▶ [STATED EXERCISE]:
Reproduce verbatim the lines of the records below, starting with the line containing "In the photo above, where can the central" and ending with the line containing "column 200, row 61", both lines included.

[Excerpts from pointing data]

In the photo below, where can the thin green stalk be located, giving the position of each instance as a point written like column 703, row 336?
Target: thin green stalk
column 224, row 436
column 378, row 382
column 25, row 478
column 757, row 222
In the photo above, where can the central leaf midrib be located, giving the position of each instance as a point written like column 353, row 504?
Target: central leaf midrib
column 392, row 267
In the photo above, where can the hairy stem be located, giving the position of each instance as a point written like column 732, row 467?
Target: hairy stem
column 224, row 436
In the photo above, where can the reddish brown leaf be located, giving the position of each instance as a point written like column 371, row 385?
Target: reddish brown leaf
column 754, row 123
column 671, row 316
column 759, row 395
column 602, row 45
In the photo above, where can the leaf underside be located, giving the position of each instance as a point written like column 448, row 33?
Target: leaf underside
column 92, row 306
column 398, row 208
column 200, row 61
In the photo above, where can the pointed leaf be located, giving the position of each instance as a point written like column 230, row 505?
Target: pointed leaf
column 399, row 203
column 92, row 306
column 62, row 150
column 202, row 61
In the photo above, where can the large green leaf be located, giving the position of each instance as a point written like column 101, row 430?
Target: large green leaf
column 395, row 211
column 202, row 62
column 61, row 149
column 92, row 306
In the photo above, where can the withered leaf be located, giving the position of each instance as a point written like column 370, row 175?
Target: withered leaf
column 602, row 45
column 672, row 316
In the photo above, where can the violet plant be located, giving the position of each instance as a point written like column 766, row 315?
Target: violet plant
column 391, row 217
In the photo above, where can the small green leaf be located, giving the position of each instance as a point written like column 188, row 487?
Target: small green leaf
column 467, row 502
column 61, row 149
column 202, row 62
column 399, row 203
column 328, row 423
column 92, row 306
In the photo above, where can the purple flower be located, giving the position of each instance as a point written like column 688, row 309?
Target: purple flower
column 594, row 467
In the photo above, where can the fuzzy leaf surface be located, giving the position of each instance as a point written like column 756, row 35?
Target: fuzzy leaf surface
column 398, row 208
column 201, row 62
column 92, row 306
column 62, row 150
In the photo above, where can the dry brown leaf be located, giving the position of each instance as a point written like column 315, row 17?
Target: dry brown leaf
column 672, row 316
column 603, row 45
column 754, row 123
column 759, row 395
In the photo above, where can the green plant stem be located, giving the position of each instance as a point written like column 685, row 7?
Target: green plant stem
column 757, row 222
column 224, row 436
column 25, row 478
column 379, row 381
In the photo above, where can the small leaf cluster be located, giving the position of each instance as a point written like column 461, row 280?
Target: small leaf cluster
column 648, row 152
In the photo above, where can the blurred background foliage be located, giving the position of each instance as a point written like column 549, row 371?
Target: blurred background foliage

▶ [REPLY TO THE EXERCISE]:
In the photo above, where can the central leaf midrib be located, giving the position of each instance as a point written like column 353, row 504?
Target: central leaf midrib
column 392, row 267
In the photo above, where can the hairy stem be located, giving the position of each instance as a point written like column 732, row 467?
Target: hairy stem
column 224, row 436
In the photo above, where can the reddish brown leaf be located, giving the position of each instance as a point written like column 371, row 385?
Target: reddish brown leaf
column 754, row 123
column 671, row 316
column 759, row 395
column 602, row 45
In the photo above, where can the leaf underside be located, giving the position of each instance as a point written like column 448, row 33?
Target: leaf underside
column 92, row 306
column 398, row 208
column 200, row 61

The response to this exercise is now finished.